A compact, 100-channel, microelectromechanical systems (MEMS) optical cross connect has been designed and built by a team of NTT Corp. engineers in Kanagawa, Japan. The device utilizes a pair of 10 X 10 MEMS micromirror arrays and can switch the signal on any of 100 input optical fibers to any of 100 output fibers.

High-capacity switches route telephone calls and data passing across any telecommunications system. Today, even though much long-haul transmission takes place over optical fibers, nearly all switching is done with conventional electromechanical devices. The optical pulses must be co>nverted to electrical signals, switched to the appropriate routes and converted back to optical pulses for the next transmission stages. In recent years, much experimental effort has been devoted to designing high-capacity, purely optical switches for commercial networks.

In the NTT switch, the two 10 X 10 micromirror arrays face each other so that each of the 100 input fibers and each of the 100 output fibers has its own dedicated mirror (see figure).

Three-Dimensional MEMS Device Switches 100 Channels

Each MEMS micromirror has two independent tilt axes.

Each micromirror comprises a reflective surface and an electrode substrate, fabricated from single-crystal silicon. The mirror assembly has two tilt axes, each defined by a pair of torsion springs. The 6:1 aspect ratio of these springs makes them very flexible, while still providing the strong physical mirror support required for reliable operation.

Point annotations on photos
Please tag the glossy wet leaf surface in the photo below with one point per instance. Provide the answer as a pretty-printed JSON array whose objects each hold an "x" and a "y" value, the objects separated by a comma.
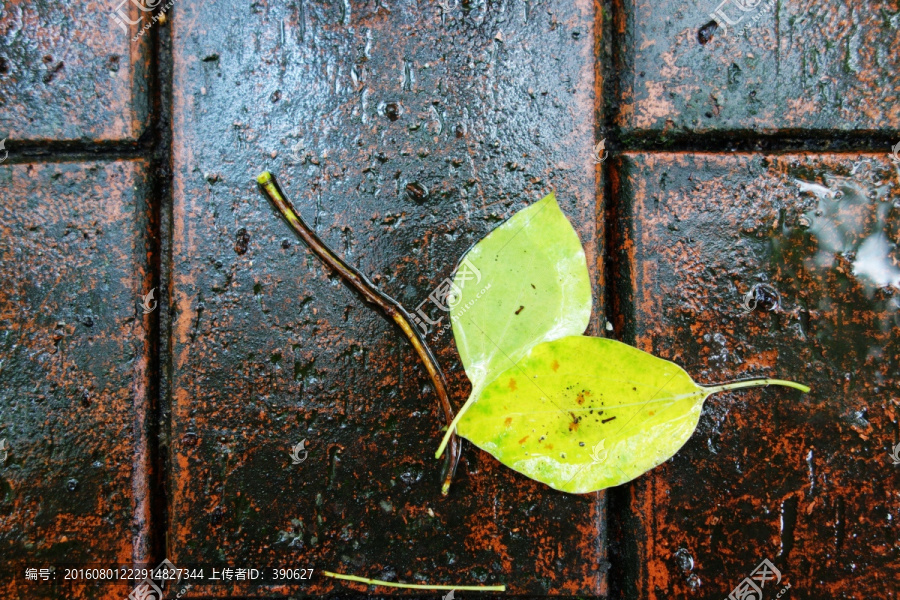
[
  {"x": 539, "y": 290},
  {"x": 583, "y": 413}
]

**To be done:**
Please print the part of the MEMS optical switch text from "In the NTT switch, the" up to and including "mirror (see figure).".

**Reply to the exercise:**
In the NTT switch, the two 10 X 10 micromirror arrays face each other so that each of the 100 input fibers and each of the 100 output fibers has its own dedicated mirror (see figure).